Copy all the data below word for word, line by line, leaving out the pictures.

» TASK INPUTS:
════════

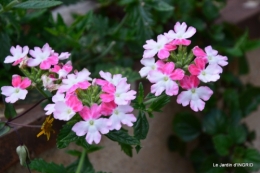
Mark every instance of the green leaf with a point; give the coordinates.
(9, 110)
(222, 144)
(249, 99)
(3, 129)
(141, 126)
(140, 96)
(176, 144)
(186, 126)
(252, 156)
(163, 6)
(138, 148)
(159, 103)
(127, 149)
(34, 4)
(251, 45)
(243, 65)
(214, 122)
(237, 134)
(66, 135)
(45, 167)
(87, 167)
(123, 137)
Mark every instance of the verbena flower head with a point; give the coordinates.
(175, 62)
(179, 36)
(194, 94)
(92, 125)
(164, 79)
(152, 48)
(17, 91)
(18, 54)
(44, 57)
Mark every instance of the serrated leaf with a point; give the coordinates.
(34, 4)
(159, 103)
(127, 149)
(45, 167)
(163, 6)
(186, 126)
(122, 136)
(140, 95)
(141, 126)
(222, 144)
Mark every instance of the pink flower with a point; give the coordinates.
(211, 55)
(92, 125)
(64, 55)
(164, 79)
(75, 81)
(120, 94)
(18, 90)
(208, 74)
(194, 94)
(109, 79)
(106, 108)
(62, 70)
(152, 48)
(179, 35)
(45, 57)
(66, 110)
(120, 115)
(18, 53)
(48, 83)
(149, 65)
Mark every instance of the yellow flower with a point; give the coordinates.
(46, 128)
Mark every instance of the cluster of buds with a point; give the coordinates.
(176, 67)
(103, 104)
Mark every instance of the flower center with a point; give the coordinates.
(69, 111)
(91, 122)
(116, 112)
(165, 78)
(193, 90)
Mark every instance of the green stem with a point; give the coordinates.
(81, 161)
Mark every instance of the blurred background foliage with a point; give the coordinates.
(111, 37)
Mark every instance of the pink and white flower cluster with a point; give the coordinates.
(164, 76)
(109, 113)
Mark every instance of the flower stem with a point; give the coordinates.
(16, 124)
(81, 161)
(9, 120)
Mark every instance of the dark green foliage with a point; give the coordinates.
(3, 129)
(45, 167)
(141, 126)
(123, 137)
(186, 126)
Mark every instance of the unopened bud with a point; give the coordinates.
(23, 154)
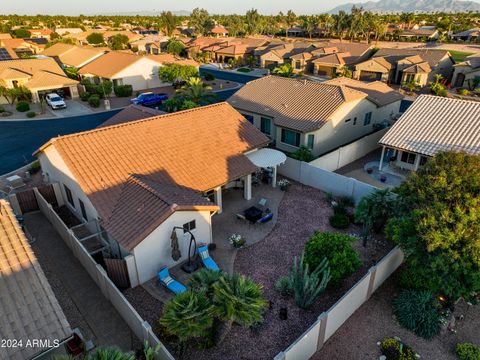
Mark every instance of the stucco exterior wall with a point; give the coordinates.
(155, 251)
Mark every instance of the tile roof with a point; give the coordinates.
(378, 92)
(72, 55)
(434, 123)
(28, 307)
(197, 149)
(131, 113)
(300, 105)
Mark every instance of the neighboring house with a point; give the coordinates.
(468, 35)
(125, 69)
(320, 116)
(396, 66)
(431, 124)
(29, 310)
(467, 73)
(73, 56)
(141, 179)
(40, 76)
(64, 31)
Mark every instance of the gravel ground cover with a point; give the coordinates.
(302, 211)
(374, 321)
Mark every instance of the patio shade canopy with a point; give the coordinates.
(265, 158)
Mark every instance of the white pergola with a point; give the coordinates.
(268, 158)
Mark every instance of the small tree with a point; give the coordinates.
(95, 39)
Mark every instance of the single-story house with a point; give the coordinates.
(141, 179)
(125, 69)
(30, 314)
(71, 55)
(467, 73)
(320, 116)
(40, 76)
(431, 124)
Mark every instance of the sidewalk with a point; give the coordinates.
(80, 298)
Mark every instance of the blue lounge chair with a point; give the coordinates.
(170, 283)
(206, 259)
(265, 218)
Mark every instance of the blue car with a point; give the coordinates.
(149, 99)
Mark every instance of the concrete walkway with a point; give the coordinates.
(80, 298)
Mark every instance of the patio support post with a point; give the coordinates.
(217, 193)
(380, 167)
(247, 187)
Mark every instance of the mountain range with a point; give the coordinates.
(423, 6)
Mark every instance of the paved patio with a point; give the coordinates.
(227, 223)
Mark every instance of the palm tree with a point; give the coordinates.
(196, 91)
(238, 300)
(285, 70)
(187, 316)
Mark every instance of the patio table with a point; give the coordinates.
(253, 213)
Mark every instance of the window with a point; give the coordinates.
(248, 117)
(291, 137)
(408, 158)
(310, 141)
(82, 208)
(368, 119)
(69, 195)
(265, 125)
(189, 226)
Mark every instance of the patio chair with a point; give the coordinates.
(265, 218)
(206, 259)
(170, 283)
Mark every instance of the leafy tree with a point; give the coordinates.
(437, 224)
(188, 316)
(238, 300)
(285, 70)
(175, 47)
(175, 72)
(22, 34)
(118, 42)
(168, 22)
(373, 211)
(95, 39)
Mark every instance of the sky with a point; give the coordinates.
(89, 7)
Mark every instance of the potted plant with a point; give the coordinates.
(283, 184)
(237, 241)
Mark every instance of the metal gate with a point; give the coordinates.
(27, 201)
(117, 272)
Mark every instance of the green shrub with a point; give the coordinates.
(339, 221)
(94, 101)
(209, 77)
(417, 311)
(85, 96)
(23, 106)
(337, 248)
(123, 90)
(283, 286)
(467, 351)
(303, 284)
(395, 350)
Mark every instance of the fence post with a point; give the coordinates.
(321, 332)
(372, 271)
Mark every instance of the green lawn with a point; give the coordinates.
(459, 56)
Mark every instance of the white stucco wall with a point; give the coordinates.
(155, 252)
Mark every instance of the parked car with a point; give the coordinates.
(149, 99)
(55, 101)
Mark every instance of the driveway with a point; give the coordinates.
(79, 296)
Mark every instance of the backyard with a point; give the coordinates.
(302, 211)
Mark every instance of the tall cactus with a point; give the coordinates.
(308, 285)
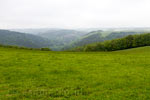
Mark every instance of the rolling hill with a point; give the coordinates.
(130, 41)
(100, 36)
(37, 75)
(22, 39)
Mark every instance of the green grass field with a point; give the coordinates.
(43, 75)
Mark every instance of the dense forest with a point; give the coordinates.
(22, 39)
(130, 41)
(100, 36)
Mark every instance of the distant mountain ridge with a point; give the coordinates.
(21, 39)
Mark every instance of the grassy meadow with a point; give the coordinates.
(47, 75)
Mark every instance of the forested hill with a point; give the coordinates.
(100, 36)
(22, 39)
(130, 41)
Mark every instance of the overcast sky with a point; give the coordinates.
(74, 13)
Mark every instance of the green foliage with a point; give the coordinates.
(23, 40)
(130, 41)
(38, 75)
(45, 49)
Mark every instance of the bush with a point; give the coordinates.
(127, 42)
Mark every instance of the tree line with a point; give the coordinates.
(130, 41)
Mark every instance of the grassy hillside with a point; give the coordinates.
(37, 75)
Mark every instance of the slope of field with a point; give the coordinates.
(37, 75)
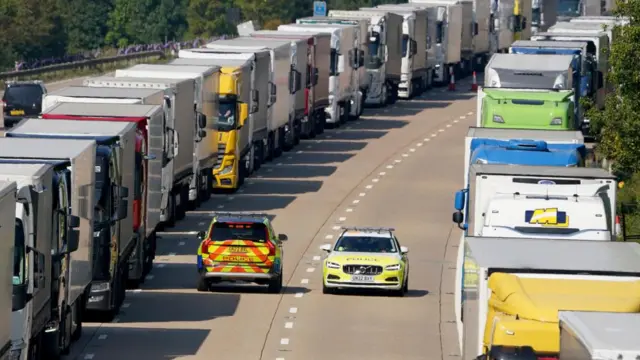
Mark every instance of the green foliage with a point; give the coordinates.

════════

» RESULT BELOW:
Mark every instance of the green leaf with a point; give the coordinates.
(9, 110)
(222, 144)
(249, 99)
(3, 129)
(141, 126)
(140, 96)
(176, 144)
(186, 126)
(252, 156)
(163, 6)
(138, 148)
(159, 103)
(127, 149)
(34, 4)
(251, 45)
(243, 65)
(214, 122)
(237, 134)
(66, 135)
(45, 167)
(87, 167)
(123, 137)
Mark every instance of the verbena flower head with a point; give the coordinates.
(175, 62)
(179, 36)
(194, 94)
(92, 125)
(164, 79)
(152, 48)
(17, 91)
(18, 54)
(44, 57)
Mark every instance of the serrated leaf with a point; give the coordinates.
(34, 4)
(159, 103)
(127, 149)
(45, 167)
(163, 6)
(186, 126)
(122, 136)
(140, 95)
(141, 126)
(222, 144)
Mark every instance of the pink flower with a point; give the coordinates.
(211, 55)
(92, 125)
(64, 55)
(164, 79)
(75, 81)
(120, 94)
(18, 90)
(208, 74)
(194, 94)
(109, 79)
(106, 108)
(62, 70)
(152, 48)
(179, 35)
(45, 57)
(66, 110)
(120, 115)
(18, 53)
(48, 83)
(149, 65)
Mark every instance of the yellow flower with a point; give the coordinates.
(46, 128)
Mark every instance of the cluster of buds with a point; give the coordinates.
(176, 67)
(103, 104)
Mark every instance of the flower center with a point; give the coordinates.
(69, 111)
(91, 122)
(116, 112)
(165, 78)
(193, 90)
Mark every instance of the green stem with a point; give the coordinates.
(81, 161)
Mark every instance of the blurred background foliage with a point; give the coordinates.
(111, 37)
Mark every instance of the pink and white flower cluster with a point; give the coordinates.
(164, 76)
(109, 113)
Mark every instance of the flower stem with a point; give the coordinates.
(16, 124)
(81, 161)
(9, 120)
Mark every instance of the dark green foliage with a point; give the coordinates.
(3, 129)
(45, 167)
(141, 126)
(123, 137)
(186, 126)
Mark every instance of the unopened bud with a point; give the coordinates.
(23, 154)
Mark every instance of the stucco exterior wall with a point; give the coordinates.
(155, 251)
Mark every instance of the tile roof with a point; give the coordinates.
(378, 92)
(72, 55)
(434, 123)
(28, 307)
(197, 149)
(131, 113)
(300, 105)
Mark every instance of the neighboring house with a point; give the coordinates.
(468, 35)
(125, 69)
(320, 116)
(396, 66)
(431, 124)
(29, 310)
(467, 73)
(73, 56)
(141, 179)
(40, 76)
(64, 31)
Mark every instance of the gravel ground cover with a point; give the coordinates.
(302, 211)
(374, 321)
Mark every instance of the patio shade canopy with a point; give the coordinates.
(265, 158)
Mark every instance of the white pergola with a point; give the coordinates.
(268, 158)
Mark every instance of the small tree with a point; give the coordinates.
(95, 39)
Mark every instance of the single-story house with a point; give the coordinates.
(141, 179)
(125, 69)
(30, 314)
(71, 55)
(467, 73)
(320, 116)
(40, 76)
(431, 124)
Mark every instance of the sidewalk with a point; give the coordinates.
(80, 298)
Mark every instance of the blue lounge chair with a point; give the coordinates.
(170, 283)
(206, 259)
(265, 218)
Mark every instance of the blue car with a point; give the coordinates.
(149, 99)
Mark every instance of the concrete walkway with a point; give the coordinates.
(80, 298)
Mark every instance of the patio support post with a point; give the coordinates.
(217, 193)
(380, 167)
(247, 187)
Mark every instance of the mountain range with a point; give the coordinates.
(423, 6)
Mark every instance of the paved patio with a point; give the coordinates.
(227, 223)
Mark every instance of the palm tree with a point; give the coordinates.
(196, 91)
(238, 300)
(285, 70)
(187, 316)
Mark every instance of the patio table with a point; give the coordinates.
(253, 213)
Mark every instance of the window with a point; give the coordinates.
(248, 117)
(291, 137)
(408, 158)
(310, 141)
(82, 208)
(368, 119)
(69, 195)
(265, 125)
(189, 226)
Mark every instance of the patio chair with a point; give the coordinates.
(265, 218)
(206, 259)
(170, 283)
Mark every instance of the leafy tree with a point; give the coordinates.
(437, 224)
(188, 316)
(238, 300)
(285, 70)
(175, 47)
(175, 72)
(22, 34)
(118, 42)
(168, 22)
(373, 211)
(95, 39)
Mark every instance of the sky with a point; give the coordinates.
(89, 7)
Mark every instance of the potted plant with a point; give the coordinates.
(283, 184)
(237, 241)
Mark every instance of the metal gate with a point; give the coordinates.
(27, 201)
(117, 272)
Mark every instance of the green shrub with a point; give the coordinates.
(339, 221)
(94, 101)
(209, 77)
(417, 311)
(85, 96)
(23, 106)
(337, 248)
(123, 90)
(283, 286)
(467, 351)
(303, 284)
(395, 350)
Mark every instance of the fence post with a point; give the coordinates.
(321, 332)
(372, 271)
Mark every instance of the green lawn with a point; give the coordinates.
(459, 56)
Mark every instance of the white stucco wall with a point; give the coordinates.
(155, 252)
Mark every instance of the parked car with a point; give the coordinates.
(149, 99)
(55, 101)
Mark every instance of the driveway with a point; give the coordinates.
(79, 296)
Mark every instance of the backyard with a point; give the coordinates.
(302, 211)
Mark every instance of the tall cactus with a point; give the coordinates.
(308, 285)
Mark every instance of the rolling hill with a point; give the coordinates.
(130, 41)
(100, 36)
(37, 75)
(22, 39)
Mark every instance of the green grass field with a point; give the coordinates.
(43, 75)
Mark every instance of the dense forest with a point; give the coordinates.
(22, 39)
(130, 41)
(100, 36)
Mark every instance of the distant mountain ridge with a point; give the coordinates.
(21, 39)
Mark every instance of the grassy meadow with a point; give the coordinates.
(47, 75)
Mark every instance of the forested hill with a point; give the coordinates.
(100, 36)
(22, 39)
(130, 41)
Mark every instance of the overcast sky with a point; give the coordinates.
(74, 13)
Mark every instance of the green foliage with a point; give the coordinates.
(23, 40)
(130, 41)
(38, 75)
(45, 49)
Mark every instance of the bush with a point; give the coordinates.
(127, 42)
Mark every instance of the tree line with a point; give the coordinates.
(130, 41)
Mark every instance of the grassy hillside with a point; give the coordinates.
(37, 75)
Mark every instance of the slope of field with a point; give the coordinates.
(37, 75)
Mark every instance of the green foliage with a point; give the coordinates.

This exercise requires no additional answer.